* _Selected extract_:
◆ ◆ ◆ ◆

I did not intend to take a break from my sojourn quite so soon, but there are some calls that must be answered, and for now, it is strictly temporary. This is for Yetismith, who inadvertently set the challenge, and for everybody else that reads this tosh and makes it all worthwhile …
Early floors were nothing more than patches of dried, compressed earth covered in a layer of straw and excrement which set like concrete, but smelled like the back end of a cow. It was not unusual for European homes to be shared with animals and I think we are probably all aware of the skill with which some of them can hide their toothsome little gobbets behind curtains and doors, where they cannot be reached without moving the furniture and dislocating a sizeable length of vertebrae into the bargain. Generally the little jobbies which were deposited in the more frequently transited sections of the floor were merely ‘trodden in’ to the existing surface, eventually forming a waterproof and durable surface – although not one that you’d want the baby to eat off. It is believed that mint was actually introduced into Europe as a kind of ‘Shake ‘n’ Vac’ deodorizer: the leaves being scattered onto the hardened effluvia and trampled throughout the house, releasing their scent and lightening the atmosphere considerably – although almost certainly contributing to a certain sphincter-loosening sense of foreboding amongst the sheep in the scullery. A similar effect is often reproduced in UK public houses with the liberal addition of Zoflora to the gentle collation of sawdust, blood, spit, vomit, pork scratchings and whatever-it-is that constantly seeps out from under the door of the gents. This has a mildly hypnotic and aphrodisiac effect on hen and stag parties after thirteen bottles of Becks and a Vindaloo, resulting in a flood of tears, snot and recriminations the next morning, although seldom ritual whipping (except in certain Home Counties postcodes).
Early America settlers often covered their floors with sand which could be easily swept through the door with accumulated straw and dung and deposited against next-door’s fence. Ancient Egyptians used stone and brick to decorate floors and add to the durability of surfaces from which the consumed whatever-it-was that made them presume that seeing giant cats with human heads was in any way normal. Romans used tiny ceramic tiles to create mosaic floors of stunning complexity which slowly degraded leaving a surface not unlike a box of Lego on the kitchen tiles and is possibly why Italians have a tendency to wear sandals indoors to this day.
The earliest wooden floors were seen in the Middle Ages and were initially nothing more than wooden planks laid across the floor. As houses became more sophisticated, this principle was adopted for ‘upstairs floors’ where it became an increasingly important way of stopping people falling straight back down after they reached the top of the stairs. These ‘floorboards’ allowed upper floors to be traversed without the use of rope and pulley and meant that it became very much less tricky to chase the cat out of the bedroom at midnight. Initially boards were hand sawn, split or axed and were consequently of differing sizes and thicknesses, resulting in a surface that can only otherwise be reproduced by allowing me to fit your kitchen laminate.

◆ ◆ ◆ ◆

* _Exercises to complete_:
**A)** Copy from the floor history, word for word, the stretch from "Early America settlers" to "to this day.".
**B)** List the materials that the paragraph of the floor history starting "Early America settlers" says were used for floors.

* _Data provided_:
◆ ◆ ◆ ◆

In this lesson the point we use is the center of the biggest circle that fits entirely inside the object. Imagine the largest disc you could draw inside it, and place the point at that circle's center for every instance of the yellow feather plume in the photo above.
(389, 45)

◆ ◆ ◆ ◆

* _Expected outputs_:
**A)**
Early America settlers often covered their floors with sand which could be easily swept through the door with accumulated straw and dung and deposited against next-door’s fence. Ancient Egyptians used stone and brick to decorate floors and add to the durability of surfaces from which the consumed whatever-it-was that made them presume that seeing giant cats with human heads was in any way normal. Romans used tiny ceramic tiles to create mosaic floors of stunning complexity which slowly degraded leaving a surface not unlike a box of Lego on the kitchen tiles and is possibly why Italians have a tendency to wear sandals indoors to this day.

**B)**
- Sand
- Stone
- Brick
- Tiny ceramic tiles